Coordinate annotation records
· · · ·

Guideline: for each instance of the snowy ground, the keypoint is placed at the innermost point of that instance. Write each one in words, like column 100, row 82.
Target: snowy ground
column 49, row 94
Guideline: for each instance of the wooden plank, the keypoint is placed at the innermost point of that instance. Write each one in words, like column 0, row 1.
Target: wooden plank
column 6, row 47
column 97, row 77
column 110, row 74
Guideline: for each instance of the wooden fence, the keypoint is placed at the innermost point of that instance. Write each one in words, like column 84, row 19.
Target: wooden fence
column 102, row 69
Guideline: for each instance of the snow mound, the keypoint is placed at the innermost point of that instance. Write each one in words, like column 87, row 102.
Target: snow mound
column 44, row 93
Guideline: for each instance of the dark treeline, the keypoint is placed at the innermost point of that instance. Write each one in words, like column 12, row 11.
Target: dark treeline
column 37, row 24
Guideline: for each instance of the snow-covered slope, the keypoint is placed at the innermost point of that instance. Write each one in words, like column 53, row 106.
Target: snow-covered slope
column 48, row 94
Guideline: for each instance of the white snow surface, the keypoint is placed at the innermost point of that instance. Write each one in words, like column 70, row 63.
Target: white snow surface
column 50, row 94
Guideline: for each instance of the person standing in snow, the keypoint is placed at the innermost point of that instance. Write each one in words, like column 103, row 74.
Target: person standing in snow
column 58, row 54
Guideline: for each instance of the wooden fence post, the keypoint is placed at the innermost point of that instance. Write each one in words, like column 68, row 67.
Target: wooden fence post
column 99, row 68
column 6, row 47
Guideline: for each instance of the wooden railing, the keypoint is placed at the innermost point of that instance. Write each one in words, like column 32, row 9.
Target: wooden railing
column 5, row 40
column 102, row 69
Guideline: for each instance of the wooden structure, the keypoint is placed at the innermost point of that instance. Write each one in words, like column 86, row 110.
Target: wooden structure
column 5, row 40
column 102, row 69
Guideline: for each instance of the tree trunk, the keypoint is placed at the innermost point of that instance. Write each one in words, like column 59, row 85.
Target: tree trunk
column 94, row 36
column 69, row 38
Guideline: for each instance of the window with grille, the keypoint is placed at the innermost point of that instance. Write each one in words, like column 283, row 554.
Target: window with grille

· · · ·

Rewrite all of the rows above as a numbered list, dropping any blank lines.

_EXERCISE RESULT_
1. Guideline: for each instance of the snowy ground, the keypoint is placed at the innermost point of that instance. Write each one in words, like column 100, row 82.
2. Target: snowy ground
3. column 49, row 94
4. Guideline: for each instance of the wooden plank, the keypoint is placed at the innermost point of that instance. Write each one in words, like column 0, row 1.
5. Target: wooden plank
6. column 6, row 47
7. column 97, row 77
8. column 110, row 74
9. Guideline: for each instance of the wooden fence, the keypoint is placed at the innermost point of that instance. Write each one in words, like column 84, row 19.
10. Target: wooden fence
11. column 102, row 69
12. Guideline: for each instance of the snow mound, the keypoint is placed at the innermost point of that instance. Write each one in words, like column 87, row 102.
13. Target: snow mound
14. column 44, row 93
15. Guideline: for each instance of the dark treeline, the keypoint is placed at the innermost point of that instance. Write each one in words, like column 12, row 11.
16. Target: dark treeline
17. column 37, row 24
18. Guideline: for each instance of the snow-covered slope, the keypoint is placed at the innermost point of that instance. Write each one in words, like column 53, row 106.
19. Target: snow-covered slope
20. column 48, row 94
21. Guideline: for each instance of the white snow surface, the keypoint is placed at the innermost point of that instance. Write each one in words, like column 70, row 63.
22. Target: white snow surface
23. column 50, row 94
24. Guideline: for each instance of the person standing in snow, the keypoint is placed at the innermost point of that instance. Write each one in words, like column 103, row 74.
25. Target: person standing in snow
26. column 58, row 54
27. Guideline: for each instance of the wooden fence post, the keypoint is placed at the innermost point of that instance. Write each one in words, like column 68, row 67.
28. Target: wooden fence post
29. column 99, row 68
30. column 6, row 47
31. Guideline: for each instance of the wooden railing, the keypoint is placed at the innermost point of that instance. Write each one in words, like column 32, row 9.
32. Target: wooden railing
33. column 5, row 40
34. column 102, row 69
35. Guideline: for each instance of the wooden structure, the keypoint is placed at the innermost point of that instance. Write each one in words, like column 86, row 110.
36. Target: wooden structure
37. column 5, row 40
38. column 102, row 69
39. Guideline: for each instance of the tree trunk, the keypoint is placed at the innermost point of that instance. Write each one in words, like column 59, row 85.
40. Target: tree trunk
41. column 94, row 36
42. column 69, row 38
43. Guideline: for each instance of the window with grille, the keypoint is placed at the innermost point of that instance. Write each one in words, like column 283, row 554.
44. Target: window with grille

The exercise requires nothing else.